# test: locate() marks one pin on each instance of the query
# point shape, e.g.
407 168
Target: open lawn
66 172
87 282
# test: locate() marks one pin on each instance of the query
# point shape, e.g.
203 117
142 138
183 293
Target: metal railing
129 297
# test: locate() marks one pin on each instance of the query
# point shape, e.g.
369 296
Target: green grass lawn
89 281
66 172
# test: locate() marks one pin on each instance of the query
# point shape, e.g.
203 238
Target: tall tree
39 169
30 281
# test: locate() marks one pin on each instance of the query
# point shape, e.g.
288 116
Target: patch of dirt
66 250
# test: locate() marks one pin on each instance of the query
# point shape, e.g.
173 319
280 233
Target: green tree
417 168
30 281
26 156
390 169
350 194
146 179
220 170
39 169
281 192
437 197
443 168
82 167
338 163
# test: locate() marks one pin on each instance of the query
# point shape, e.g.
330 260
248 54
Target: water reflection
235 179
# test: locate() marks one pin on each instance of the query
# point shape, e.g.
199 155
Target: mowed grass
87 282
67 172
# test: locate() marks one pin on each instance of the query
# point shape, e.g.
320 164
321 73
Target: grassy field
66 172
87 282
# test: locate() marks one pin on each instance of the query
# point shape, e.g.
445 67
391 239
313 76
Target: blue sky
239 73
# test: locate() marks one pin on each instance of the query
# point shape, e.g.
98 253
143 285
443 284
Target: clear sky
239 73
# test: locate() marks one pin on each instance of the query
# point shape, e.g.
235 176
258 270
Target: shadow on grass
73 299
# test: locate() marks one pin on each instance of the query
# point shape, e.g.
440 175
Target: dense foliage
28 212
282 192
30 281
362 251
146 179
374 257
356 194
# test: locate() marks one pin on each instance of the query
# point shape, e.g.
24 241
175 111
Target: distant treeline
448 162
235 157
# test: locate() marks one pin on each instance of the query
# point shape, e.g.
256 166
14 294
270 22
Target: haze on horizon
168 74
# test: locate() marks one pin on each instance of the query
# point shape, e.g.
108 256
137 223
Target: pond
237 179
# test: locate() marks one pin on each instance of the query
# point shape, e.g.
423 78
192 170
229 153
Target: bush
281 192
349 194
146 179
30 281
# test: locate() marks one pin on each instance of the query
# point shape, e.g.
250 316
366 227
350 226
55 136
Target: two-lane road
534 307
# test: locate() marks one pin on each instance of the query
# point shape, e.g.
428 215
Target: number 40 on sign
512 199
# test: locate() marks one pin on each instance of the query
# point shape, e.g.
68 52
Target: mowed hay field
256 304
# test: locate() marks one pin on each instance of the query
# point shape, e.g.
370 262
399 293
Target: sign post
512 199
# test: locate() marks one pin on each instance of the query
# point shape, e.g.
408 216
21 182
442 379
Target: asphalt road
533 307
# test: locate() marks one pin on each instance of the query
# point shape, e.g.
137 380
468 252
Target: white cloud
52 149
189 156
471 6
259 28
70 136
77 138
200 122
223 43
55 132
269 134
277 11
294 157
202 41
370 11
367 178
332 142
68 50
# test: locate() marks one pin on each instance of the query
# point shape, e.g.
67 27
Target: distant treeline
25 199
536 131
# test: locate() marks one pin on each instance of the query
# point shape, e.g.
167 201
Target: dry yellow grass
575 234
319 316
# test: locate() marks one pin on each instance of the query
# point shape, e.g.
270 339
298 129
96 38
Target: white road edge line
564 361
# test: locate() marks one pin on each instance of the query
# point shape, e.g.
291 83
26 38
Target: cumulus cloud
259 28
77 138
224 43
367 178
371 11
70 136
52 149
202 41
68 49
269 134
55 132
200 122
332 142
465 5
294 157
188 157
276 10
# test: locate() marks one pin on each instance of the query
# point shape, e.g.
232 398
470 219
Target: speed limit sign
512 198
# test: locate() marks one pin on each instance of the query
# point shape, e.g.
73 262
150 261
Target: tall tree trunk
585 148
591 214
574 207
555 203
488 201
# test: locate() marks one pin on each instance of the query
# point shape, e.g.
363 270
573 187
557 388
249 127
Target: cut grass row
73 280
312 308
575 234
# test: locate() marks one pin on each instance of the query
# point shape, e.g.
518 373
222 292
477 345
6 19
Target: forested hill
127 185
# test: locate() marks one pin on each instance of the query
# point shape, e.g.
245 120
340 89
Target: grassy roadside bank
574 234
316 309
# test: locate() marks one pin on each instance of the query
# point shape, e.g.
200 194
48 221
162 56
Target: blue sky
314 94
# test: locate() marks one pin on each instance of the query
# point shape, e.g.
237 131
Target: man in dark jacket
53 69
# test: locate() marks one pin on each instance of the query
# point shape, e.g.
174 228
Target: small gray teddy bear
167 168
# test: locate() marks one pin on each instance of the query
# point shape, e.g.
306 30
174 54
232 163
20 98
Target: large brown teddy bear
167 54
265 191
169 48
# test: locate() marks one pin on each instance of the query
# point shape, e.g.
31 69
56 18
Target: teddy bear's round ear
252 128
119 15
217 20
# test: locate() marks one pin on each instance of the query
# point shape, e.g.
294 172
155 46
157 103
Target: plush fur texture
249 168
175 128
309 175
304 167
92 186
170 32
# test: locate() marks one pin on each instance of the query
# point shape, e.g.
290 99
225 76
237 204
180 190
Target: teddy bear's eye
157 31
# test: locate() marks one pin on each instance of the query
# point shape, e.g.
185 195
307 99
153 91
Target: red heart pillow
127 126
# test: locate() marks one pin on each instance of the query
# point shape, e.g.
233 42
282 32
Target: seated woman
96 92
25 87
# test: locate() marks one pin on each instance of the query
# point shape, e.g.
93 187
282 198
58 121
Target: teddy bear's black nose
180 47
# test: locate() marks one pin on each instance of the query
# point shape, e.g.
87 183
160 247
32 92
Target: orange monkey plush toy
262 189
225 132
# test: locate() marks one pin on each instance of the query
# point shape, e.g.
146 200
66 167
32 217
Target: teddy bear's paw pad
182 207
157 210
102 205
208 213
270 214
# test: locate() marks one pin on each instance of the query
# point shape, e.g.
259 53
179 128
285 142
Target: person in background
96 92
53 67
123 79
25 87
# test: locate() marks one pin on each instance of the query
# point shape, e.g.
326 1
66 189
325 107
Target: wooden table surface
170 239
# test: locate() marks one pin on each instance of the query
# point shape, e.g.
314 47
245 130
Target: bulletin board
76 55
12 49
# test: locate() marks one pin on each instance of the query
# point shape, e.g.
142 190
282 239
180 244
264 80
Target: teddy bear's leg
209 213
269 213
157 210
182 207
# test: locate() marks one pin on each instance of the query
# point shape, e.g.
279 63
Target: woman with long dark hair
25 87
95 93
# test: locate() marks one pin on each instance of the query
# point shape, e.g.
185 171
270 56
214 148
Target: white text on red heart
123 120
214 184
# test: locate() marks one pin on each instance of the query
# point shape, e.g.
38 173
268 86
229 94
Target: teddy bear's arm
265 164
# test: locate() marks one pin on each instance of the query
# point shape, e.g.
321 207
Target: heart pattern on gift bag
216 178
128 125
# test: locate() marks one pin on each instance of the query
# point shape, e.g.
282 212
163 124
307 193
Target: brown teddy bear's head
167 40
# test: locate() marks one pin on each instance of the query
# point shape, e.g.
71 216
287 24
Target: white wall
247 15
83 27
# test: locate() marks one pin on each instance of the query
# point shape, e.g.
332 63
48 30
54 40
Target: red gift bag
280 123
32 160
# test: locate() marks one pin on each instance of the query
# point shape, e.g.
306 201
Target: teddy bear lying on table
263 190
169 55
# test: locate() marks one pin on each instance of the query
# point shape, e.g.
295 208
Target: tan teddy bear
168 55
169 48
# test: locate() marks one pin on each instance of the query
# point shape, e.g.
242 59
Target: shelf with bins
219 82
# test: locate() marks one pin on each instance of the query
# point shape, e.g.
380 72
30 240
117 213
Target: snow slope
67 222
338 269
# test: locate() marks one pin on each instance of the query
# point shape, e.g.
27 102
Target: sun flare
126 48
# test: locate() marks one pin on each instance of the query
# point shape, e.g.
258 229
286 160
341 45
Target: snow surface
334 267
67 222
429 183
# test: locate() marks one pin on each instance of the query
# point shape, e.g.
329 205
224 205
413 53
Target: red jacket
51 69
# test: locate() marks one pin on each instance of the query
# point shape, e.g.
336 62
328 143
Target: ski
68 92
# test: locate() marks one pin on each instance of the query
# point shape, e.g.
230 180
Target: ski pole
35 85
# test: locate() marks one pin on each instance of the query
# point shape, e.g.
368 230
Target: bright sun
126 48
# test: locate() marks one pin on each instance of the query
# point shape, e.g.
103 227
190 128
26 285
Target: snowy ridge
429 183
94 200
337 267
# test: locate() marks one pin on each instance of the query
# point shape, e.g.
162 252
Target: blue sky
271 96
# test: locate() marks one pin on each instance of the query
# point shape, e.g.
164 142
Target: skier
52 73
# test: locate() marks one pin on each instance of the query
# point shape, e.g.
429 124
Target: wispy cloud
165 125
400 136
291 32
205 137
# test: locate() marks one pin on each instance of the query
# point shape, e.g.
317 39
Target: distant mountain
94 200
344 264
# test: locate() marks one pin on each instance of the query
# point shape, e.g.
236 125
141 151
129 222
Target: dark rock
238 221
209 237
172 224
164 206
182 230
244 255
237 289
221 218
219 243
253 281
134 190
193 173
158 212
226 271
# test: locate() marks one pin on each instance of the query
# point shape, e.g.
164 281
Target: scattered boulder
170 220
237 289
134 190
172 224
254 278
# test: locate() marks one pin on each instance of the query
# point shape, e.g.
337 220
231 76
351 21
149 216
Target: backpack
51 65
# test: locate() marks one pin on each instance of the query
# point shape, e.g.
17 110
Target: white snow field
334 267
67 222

# [Exercise task]
Pick out every line above that contains the word "jacket" and copy each one. The match is case-sensitive.

# [Result below]
Target: man in dark jacket
Target: red jacket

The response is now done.